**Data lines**
○ ○ ○ ○

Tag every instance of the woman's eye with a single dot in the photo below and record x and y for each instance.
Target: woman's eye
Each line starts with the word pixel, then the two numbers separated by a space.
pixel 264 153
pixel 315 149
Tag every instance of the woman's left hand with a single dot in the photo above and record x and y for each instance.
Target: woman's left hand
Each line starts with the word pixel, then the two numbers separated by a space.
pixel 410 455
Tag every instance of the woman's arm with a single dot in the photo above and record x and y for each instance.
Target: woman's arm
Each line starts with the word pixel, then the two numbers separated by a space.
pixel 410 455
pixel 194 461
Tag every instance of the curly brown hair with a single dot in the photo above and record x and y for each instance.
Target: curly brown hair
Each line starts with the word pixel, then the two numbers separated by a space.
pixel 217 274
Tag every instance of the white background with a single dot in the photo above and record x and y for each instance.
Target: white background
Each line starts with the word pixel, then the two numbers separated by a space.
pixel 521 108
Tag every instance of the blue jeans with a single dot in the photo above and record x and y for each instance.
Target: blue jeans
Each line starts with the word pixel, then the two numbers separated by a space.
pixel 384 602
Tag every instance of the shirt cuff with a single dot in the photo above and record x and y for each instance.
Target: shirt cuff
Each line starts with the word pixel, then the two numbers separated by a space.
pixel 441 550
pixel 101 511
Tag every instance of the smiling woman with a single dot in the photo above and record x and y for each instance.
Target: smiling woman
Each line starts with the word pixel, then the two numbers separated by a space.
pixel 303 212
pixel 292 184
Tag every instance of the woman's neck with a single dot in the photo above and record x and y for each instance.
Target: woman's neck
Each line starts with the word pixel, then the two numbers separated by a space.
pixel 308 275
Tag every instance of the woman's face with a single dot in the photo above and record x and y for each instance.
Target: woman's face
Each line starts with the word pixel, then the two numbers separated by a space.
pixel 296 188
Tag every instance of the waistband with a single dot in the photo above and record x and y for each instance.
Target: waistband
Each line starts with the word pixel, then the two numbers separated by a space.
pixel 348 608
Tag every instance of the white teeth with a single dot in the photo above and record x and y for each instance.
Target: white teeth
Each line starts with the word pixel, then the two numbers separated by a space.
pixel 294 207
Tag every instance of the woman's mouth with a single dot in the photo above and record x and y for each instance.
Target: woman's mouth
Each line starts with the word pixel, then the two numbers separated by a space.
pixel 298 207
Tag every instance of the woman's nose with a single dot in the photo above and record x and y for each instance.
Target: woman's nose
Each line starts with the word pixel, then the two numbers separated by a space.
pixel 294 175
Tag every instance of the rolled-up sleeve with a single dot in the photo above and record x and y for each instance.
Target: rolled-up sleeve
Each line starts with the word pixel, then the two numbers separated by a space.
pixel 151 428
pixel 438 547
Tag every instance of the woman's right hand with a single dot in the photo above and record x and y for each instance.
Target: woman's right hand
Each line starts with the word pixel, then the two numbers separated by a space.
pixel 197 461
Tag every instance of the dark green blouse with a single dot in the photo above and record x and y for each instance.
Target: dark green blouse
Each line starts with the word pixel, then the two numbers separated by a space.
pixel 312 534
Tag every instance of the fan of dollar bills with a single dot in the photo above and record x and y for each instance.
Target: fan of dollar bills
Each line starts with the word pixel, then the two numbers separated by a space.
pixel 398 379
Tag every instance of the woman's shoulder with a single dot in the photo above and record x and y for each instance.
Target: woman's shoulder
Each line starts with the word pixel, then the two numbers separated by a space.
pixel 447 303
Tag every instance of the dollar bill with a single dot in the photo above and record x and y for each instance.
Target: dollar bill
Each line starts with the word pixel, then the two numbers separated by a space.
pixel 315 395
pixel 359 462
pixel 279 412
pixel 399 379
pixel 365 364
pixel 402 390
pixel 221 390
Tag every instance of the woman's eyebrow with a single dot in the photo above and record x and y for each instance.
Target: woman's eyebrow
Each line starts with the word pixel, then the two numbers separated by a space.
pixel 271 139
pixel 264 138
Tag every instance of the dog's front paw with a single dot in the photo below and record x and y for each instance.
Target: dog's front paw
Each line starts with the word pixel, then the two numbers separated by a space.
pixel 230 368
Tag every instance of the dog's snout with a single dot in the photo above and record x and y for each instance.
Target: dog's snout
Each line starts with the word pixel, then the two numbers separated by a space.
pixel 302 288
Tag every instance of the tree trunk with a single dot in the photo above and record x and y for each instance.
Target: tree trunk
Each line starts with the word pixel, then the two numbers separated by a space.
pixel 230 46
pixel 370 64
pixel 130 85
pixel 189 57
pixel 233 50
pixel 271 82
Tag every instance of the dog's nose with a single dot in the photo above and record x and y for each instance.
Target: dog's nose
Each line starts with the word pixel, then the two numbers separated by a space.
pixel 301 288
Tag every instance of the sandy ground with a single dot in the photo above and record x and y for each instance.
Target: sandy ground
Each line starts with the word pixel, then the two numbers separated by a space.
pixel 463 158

○ ○ ○ ○

**Stated problem**
Copy all of the material above line for line, with no changes of any kind.

**Result**
Tag every instance of the woman's eye with a single dot in the photo below and record x and y for each instance.
Target: woman's eye
Each line starts with the word pixel, then the two numbers separated by a space.
pixel 264 153
pixel 315 149
Tag every instance of the woman's left hand with a single dot in the photo above and record x and y for each instance.
Target: woman's left hand
Each line starts with the word pixel, then the two numbers separated by a space.
pixel 410 455
Tag every instance of the woman's arm with a single dot in the photo above and record x and y for each instance.
Target: woman's arm
Each line starts with the word pixel, then the two numbers separated by a space.
pixel 410 455
pixel 194 461
Tag every instance of the curly brown hair with a single dot in the photo above and record x and y for each instance.
Target: curly brown hair
Each line starts with the word pixel, then the two numbers separated by a space.
pixel 217 274
Tag every instance of the white background with a single dot in the photo above and record x and y for each instance.
Target: white background
Each line starts with the word pixel, then the two numbers separated by a space.
pixel 521 108
Tag every instance of the blue jeans with a single dot in the photo above and record x and y for each instance.
Target: blue jeans
Each line starts with the word pixel, then the two numbers separated by a space.
pixel 384 602
Tag every instance of the shirt cuff with a single dot in the photo above and record x and y for each instance.
Target: shirt cuff
Each line starts with the word pixel, then the two numbers separated by a space.
pixel 441 550
pixel 101 511
Tag every instance of the smiling woman with a single dot in the photo above and record x and y for each instance.
Target: smiling woman
Each line starts with the word pixel, then the two numbers separated by a space.
pixel 303 212
pixel 292 184
Tag every instance of the woman's neck with a single dot in the photo above and record x and y for each instance.
Target: woman's neck
Each line starts with the word pixel, then the two numbers separated by a space.
pixel 308 275
Tag every instance of the woman's face with a single dot in the photo above and record x and y for each instance.
Target: woman's face
Each line starts with the word pixel, then the two numbers separated by a space.
pixel 296 188
Tag every instance of the waistband with a single dot in the photo above and record x and y for each instance.
Target: waistband
Each line starts with the word pixel, then the two numbers separated by a space.
pixel 348 608
Tag every instance of the white teeth with a single dot in the photo above and record x and y for each instance.
Target: white teeth
Each line starts with the word pixel, then the two numbers separated by a space.
pixel 294 207
Tag every instance of the woman's mouth with a single dot in the photo above and record x and y for each instance.
Target: woman's mouth
Each line starts with the word pixel, then the two numbers separated by a space.
pixel 298 207
Tag every instance of the woman's nose with a single dot in the photo above and record x and y for each instance.
Target: woman's nose
Each line starts with the word pixel, then the two numbers separated by a space.
pixel 294 175
Tag every instance of the rolled-up sleeve with a single dot in the photo above and record x and y for each instance.
Target: rolled-up sleeve
Each line starts with the word pixel, then the two numbers separated by a space.
pixel 151 428
pixel 438 547
Tag every instance of the woman's right hand with a single dot in the photo above and record x and y for each instance.
Target: woman's right hand
Each line starts with the word pixel, then the two numbers separated by a space.
pixel 197 461
Tag every instance of the dark green blouse with a single dot in the photo above and record x and y for each instance.
Target: dark green blouse
Each line starts with the word pixel, then the two numbers separated by a space.
pixel 312 534
Tag every instance of the fan of dollar bills with a single dot in the photo above and record x and y for each instance.
Target: fan of dollar bills
Each line starts with the word pixel, then the two numbers separated by a space.
pixel 398 379
Tag every instance of the woman's shoulder with a single dot in the photo above and record x and y for each instance.
Target: woman's shoulder
Each line starts with the word pixel, then the two numbers separated by a space.
pixel 447 303
Tag every instance of the dollar bill with a single dot in the photo above and record x and y for each instance.
Target: dollar bill
Each line starts with the word pixel, then the two numbers separated by a space.
pixel 315 395
pixel 359 462
pixel 279 412
pixel 399 379
pixel 365 364
pixel 402 390
pixel 221 390
Tag every instance of the woman's eyebrow with a single dot in the photo above and record x and y for each instance.
Target: woman's eyebrow
Each line starts with the word pixel, then the two numbers separated by a space.
pixel 271 139
pixel 264 138
Tag every instance of the dog's front paw with a single dot in the photo below and record x and y for each instance.
Target: dog's front paw
Each line starts with the word pixel, then the two numbers separated by a space.
pixel 230 368
Tag every instance of the dog's snout with a single dot in the photo above and record x and y for each instance.
Target: dog's snout
Each line starts with the word pixel, then the two numbers separated by a space.
pixel 302 288
Tag every instance of the tree trunk with a single dot in the photo above and record x and y for each instance.
Target: tree trunk
Each line starts with the word pixel, then the two numbers separated by a space.
pixel 230 46
pixel 370 64
pixel 130 85
pixel 189 57
pixel 233 50
pixel 271 82
Tag every instance of the dog's nose with a single dot in the photo above and record x and y for each instance.
Target: dog's nose
Each line starts with the word pixel, then the two numbers separated by a space.
pixel 301 288
Tag every instance of the sandy ground with a single dot in the photo above and record x and y for each instance.
Target: sandy ground
Each line starts with the word pixel, then the two numbers separated by a space.
pixel 463 158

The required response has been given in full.